### Task to carry out
Write out the data from its first line through the line that holds "[0,18,35,235]", both included, reproducing every character unchanged.

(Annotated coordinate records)
● ● ● ● ● ● ●

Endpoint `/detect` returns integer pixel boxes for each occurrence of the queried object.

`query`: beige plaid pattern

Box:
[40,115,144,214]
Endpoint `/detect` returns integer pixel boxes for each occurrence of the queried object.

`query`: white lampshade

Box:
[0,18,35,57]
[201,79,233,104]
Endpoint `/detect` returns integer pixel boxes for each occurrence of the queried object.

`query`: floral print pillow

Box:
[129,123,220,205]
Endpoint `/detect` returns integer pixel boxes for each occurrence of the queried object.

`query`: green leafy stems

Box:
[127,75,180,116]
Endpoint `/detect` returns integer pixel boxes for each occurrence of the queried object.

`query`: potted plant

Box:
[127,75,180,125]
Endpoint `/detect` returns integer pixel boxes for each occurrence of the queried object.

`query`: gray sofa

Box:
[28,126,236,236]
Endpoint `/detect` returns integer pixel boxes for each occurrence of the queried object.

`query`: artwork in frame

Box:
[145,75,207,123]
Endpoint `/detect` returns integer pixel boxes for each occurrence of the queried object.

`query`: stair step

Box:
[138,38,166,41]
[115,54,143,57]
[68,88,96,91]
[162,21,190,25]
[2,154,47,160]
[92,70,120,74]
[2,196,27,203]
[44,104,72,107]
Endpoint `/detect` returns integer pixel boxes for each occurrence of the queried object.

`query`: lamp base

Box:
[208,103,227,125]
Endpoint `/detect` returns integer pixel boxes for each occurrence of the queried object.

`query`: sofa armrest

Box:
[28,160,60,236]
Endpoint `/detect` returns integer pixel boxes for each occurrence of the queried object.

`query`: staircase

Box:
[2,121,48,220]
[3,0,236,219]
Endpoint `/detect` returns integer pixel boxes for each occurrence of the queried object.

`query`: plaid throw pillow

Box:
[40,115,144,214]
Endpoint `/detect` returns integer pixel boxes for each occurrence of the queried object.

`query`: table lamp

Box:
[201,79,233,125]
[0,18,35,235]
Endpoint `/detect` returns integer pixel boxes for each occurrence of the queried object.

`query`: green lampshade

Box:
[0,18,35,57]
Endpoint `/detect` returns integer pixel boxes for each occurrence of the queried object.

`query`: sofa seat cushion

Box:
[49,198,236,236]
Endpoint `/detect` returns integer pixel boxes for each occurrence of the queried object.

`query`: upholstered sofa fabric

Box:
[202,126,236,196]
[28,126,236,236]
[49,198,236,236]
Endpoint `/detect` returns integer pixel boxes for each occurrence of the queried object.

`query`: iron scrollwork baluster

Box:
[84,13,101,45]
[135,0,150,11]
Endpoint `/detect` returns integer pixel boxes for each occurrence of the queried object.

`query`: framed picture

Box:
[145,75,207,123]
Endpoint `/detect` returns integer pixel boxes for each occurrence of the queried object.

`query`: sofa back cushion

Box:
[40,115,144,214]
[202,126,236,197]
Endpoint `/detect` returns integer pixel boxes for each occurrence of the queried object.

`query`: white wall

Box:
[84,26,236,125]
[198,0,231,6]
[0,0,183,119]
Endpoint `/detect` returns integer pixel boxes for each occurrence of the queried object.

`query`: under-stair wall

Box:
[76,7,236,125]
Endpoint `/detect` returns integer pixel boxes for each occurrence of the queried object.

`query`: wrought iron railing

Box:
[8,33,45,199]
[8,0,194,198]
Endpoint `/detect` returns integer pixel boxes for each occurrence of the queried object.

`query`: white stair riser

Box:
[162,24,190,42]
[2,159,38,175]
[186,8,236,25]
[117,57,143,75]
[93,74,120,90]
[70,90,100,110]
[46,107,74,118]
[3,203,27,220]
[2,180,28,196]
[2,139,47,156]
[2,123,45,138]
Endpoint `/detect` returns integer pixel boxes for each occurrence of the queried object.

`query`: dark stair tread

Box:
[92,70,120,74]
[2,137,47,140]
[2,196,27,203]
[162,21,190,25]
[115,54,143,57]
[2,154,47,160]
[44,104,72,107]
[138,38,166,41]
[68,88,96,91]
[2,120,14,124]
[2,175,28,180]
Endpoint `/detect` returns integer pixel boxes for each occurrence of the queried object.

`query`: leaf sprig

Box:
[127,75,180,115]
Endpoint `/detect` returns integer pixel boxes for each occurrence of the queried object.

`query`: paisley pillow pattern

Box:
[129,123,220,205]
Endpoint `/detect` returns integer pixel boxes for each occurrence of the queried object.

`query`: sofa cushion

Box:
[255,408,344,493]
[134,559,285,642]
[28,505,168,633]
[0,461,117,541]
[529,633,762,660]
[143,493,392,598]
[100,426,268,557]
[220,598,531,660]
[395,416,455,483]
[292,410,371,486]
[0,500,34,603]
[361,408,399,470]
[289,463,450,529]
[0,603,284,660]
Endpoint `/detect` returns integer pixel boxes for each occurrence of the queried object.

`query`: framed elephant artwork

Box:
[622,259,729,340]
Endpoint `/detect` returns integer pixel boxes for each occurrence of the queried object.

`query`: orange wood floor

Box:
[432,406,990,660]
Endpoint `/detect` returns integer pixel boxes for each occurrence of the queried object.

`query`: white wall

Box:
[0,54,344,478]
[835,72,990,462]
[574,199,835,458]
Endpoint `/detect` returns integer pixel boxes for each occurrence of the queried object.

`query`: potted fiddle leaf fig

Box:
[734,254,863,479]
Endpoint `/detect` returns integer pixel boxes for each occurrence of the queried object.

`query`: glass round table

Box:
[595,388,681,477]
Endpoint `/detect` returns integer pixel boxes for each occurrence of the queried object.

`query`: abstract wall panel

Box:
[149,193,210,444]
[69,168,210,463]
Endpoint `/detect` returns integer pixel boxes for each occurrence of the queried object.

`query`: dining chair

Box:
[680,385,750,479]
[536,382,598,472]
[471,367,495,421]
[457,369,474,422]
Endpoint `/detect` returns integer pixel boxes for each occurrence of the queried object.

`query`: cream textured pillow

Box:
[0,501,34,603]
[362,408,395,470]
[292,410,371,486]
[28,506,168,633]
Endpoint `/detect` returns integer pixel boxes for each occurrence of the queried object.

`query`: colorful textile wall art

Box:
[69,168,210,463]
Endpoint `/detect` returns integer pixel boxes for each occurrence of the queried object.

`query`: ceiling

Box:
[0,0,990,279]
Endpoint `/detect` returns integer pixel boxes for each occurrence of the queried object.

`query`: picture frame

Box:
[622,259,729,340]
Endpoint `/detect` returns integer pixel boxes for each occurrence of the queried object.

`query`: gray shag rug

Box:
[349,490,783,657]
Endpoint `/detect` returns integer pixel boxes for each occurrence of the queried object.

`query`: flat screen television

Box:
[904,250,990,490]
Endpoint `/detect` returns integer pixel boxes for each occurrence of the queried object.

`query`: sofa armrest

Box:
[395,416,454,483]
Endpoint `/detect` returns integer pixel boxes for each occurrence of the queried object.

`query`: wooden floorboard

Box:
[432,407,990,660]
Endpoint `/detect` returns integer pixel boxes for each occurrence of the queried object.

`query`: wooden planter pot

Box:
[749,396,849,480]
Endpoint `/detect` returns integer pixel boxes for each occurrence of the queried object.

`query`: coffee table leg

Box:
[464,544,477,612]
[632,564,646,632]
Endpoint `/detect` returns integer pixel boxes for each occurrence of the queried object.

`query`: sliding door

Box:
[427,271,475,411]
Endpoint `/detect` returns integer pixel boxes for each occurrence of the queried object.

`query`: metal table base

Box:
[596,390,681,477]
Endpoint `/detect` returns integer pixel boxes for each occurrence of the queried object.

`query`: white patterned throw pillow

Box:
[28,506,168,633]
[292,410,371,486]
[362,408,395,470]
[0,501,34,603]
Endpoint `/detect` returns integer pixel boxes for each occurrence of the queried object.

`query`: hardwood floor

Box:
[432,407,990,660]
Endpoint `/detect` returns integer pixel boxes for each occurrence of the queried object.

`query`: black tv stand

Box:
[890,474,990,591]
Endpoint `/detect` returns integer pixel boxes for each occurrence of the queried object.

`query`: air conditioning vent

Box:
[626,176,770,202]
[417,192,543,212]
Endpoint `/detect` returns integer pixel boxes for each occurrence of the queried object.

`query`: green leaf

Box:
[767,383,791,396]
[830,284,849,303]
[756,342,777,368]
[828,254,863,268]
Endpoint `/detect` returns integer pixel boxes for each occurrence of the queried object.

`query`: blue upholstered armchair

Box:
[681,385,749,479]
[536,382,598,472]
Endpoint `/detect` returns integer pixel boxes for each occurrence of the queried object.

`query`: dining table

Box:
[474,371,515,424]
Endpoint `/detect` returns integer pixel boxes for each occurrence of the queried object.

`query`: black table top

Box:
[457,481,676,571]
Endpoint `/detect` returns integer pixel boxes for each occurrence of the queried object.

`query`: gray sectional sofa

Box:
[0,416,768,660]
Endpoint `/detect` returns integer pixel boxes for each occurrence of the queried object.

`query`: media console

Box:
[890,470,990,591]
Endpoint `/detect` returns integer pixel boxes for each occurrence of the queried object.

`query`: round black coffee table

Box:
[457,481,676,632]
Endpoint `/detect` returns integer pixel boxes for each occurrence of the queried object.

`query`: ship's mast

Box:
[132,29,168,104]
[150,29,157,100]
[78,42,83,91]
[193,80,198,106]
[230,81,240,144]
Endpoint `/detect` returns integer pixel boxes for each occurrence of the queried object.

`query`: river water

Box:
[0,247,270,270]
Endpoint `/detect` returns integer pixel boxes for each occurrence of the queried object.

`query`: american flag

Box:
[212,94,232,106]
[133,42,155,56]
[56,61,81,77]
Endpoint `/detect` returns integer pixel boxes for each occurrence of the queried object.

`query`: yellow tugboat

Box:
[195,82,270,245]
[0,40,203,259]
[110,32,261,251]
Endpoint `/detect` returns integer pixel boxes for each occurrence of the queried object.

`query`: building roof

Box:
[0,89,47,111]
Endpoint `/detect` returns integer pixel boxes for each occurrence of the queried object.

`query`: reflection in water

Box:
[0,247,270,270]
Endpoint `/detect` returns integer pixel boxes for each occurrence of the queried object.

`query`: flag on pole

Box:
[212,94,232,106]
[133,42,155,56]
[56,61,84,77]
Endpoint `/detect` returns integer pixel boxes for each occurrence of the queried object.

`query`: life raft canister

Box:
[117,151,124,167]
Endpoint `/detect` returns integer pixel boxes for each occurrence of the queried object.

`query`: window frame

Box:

● ● ● ● ● ● ●

### Reply
Endpoint `/detect` returns integer pixel boxes for each occurrence of the queried object.

`query`: beige plaid pattern

Box:
[40,115,144,214]
Endpoint `/detect` returns integer pixel boxes for each occurrence of the queried object.

`query`: white lampshade

Box:
[0,18,35,57]
[201,79,233,104]
Endpoint `/detect` returns integer pixel boxes for each occurrence of the queried object.

`query`: floral print pillow

Box:
[129,123,220,205]
Endpoint `/detect` returns integer pixel boxes for each occurrence of the queried object.

`query`: green leafy stems

Box:
[127,75,180,116]
Endpoint `/detect` returns integer pixel boxes for each occurrence of the queried object.

`query`: potted plant

Box:
[127,75,180,125]
Endpoint `/detect` returns integer pixel boxes for each occurrence of the queried object.

`query`: gray sofa

Box:
[28,126,236,236]
Endpoint `/detect` returns integer pixel boxes for each occurrence of the queried object.

`query`: artwork in frame

Box:
[145,75,207,123]
Endpoint `/detect` returns integer pixel boxes for each occurrence of the queried object.

`query`: stair step

Box:
[138,38,166,41]
[115,54,143,57]
[68,88,96,91]
[162,21,190,25]
[2,154,47,160]
[92,70,120,74]
[2,196,27,203]
[44,104,72,107]
Endpoint `/detect` returns integer pixel boxes for each occurrence of the queried object.

`query`: lamp base

Box:
[208,103,227,125]
Endpoint `/detect` returns integer pixel boxes for each occurrence of the queried object.

`query`: sofa armrest

Box:
[28,160,60,236]
Endpoint `/detect` returns integer pixel boxes for each occurrence of the queried object.

`query`: staircase

Box:
[2,121,48,220]
[3,0,236,219]
Endpoint `/detect` returns integer pixel boxes for each occurrence of the queried object.

`query`: plaid throw pillow

Box:
[40,115,144,214]
Endpoint `/detect` returns integer pixel boxes for each occurrence of the queried object.

`query`: table lamp

Box:
[201,79,233,125]
[0,18,35,235]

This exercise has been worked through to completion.